SUPPLIED MATERIAL:
/---

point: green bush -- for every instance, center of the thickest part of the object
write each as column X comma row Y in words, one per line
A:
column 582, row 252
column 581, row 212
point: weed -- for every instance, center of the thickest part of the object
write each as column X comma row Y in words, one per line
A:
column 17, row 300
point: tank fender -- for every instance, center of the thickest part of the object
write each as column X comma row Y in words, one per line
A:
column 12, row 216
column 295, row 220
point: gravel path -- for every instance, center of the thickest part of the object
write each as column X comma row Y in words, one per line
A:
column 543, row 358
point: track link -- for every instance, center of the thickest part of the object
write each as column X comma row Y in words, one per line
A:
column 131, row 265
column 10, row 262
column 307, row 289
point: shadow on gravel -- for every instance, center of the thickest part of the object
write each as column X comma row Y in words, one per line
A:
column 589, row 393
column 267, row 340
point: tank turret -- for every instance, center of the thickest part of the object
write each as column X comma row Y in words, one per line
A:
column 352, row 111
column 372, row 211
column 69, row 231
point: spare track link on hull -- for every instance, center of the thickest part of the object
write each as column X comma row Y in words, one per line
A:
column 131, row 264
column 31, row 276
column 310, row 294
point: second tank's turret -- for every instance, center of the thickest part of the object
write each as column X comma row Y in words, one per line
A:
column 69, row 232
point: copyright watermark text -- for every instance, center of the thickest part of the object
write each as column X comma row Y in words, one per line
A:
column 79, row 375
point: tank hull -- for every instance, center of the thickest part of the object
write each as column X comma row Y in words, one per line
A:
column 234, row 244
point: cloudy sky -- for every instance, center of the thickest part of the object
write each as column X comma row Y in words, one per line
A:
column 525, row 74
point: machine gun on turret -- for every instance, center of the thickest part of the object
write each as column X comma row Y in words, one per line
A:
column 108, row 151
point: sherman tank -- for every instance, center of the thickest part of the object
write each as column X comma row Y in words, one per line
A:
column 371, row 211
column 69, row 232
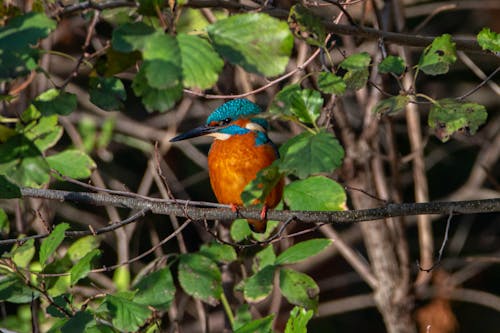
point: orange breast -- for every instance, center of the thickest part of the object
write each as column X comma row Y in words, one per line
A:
column 234, row 162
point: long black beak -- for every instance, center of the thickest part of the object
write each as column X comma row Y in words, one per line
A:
column 195, row 132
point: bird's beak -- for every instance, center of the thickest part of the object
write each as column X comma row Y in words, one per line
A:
column 195, row 132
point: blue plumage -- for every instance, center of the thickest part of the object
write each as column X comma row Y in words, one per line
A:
column 234, row 109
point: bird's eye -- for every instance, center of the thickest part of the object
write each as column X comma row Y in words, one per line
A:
column 226, row 121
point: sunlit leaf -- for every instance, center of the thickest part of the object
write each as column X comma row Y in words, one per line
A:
column 84, row 266
column 256, row 41
column 299, row 317
column 261, row 325
column 306, row 25
column 52, row 242
column 299, row 288
column 78, row 323
column 489, row 40
column 9, row 189
column 108, row 93
column 72, row 163
column 449, row 116
column 201, row 65
column 258, row 189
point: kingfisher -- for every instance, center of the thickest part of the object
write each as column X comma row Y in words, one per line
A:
column 240, row 150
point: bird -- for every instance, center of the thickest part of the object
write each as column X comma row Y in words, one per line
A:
column 241, row 148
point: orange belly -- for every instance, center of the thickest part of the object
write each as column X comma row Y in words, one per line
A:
column 233, row 163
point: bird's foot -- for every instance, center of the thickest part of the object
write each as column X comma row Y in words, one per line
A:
column 263, row 213
column 234, row 208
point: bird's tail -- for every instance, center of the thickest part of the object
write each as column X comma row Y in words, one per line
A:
column 257, row 225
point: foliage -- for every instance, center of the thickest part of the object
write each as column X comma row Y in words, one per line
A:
column 153, row 55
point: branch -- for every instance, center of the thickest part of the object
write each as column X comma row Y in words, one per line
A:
column 194, row 212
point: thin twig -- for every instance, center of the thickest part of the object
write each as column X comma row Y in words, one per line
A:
column 441, row 249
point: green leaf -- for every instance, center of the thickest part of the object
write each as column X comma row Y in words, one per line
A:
column 297, row 323
column 17, row 54
column 437, row 57
column 22, row 163
column 114, row 62
column 330, row 83
column 156, row 289
column 356, row 79
column 23, row 254
column 256, row 41
column 240, row 230
column 392, row 64
column 310, row 153
column 262, row 325
column 303, row 104
column 302, row 251
column 162, row 61
column 14, row 290
column 357, row 61
column 448, row 116
column 222, row 253
column 52, row 242
column 200, row 277
column 126, row 315
column 489, row 40
column 108, row 93
column 84, row 266
column 72, row 163
column 256, row 192
column 391, row 105
column 121, row 278
column 299, row 288
column 152, row 98
column 150, row 7
column 201, row 65
column 54, row 101
column 259, row 286
column 79, row 323
column 357, row 73
column 58, row 303
column 44, row 132
column 81, row 247
column 8, row 189
column 316, row 193
column 129, row 37
column 4, row 219
column 263, row 258
column 305, row 25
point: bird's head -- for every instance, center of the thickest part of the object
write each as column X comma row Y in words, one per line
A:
column 235, row 117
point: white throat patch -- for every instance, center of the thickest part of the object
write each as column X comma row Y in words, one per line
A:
column 255, row 127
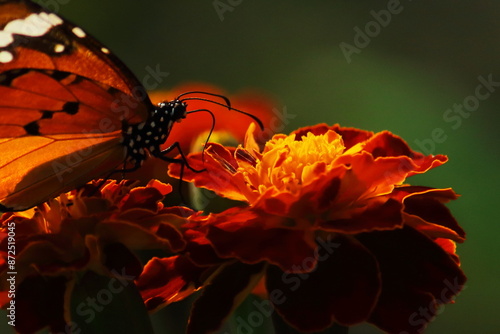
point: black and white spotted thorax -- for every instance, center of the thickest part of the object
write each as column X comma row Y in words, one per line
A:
column 147, row 137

\---

WHAT YOU WILL DO: Please return all lines in the material above that include the word "hull".

PROBLEM SOLUTION:
point: spare track link on hull -- for every instance, center of the thickest part of the object
point: tank hull -- for every instance, center of the thickest part of the object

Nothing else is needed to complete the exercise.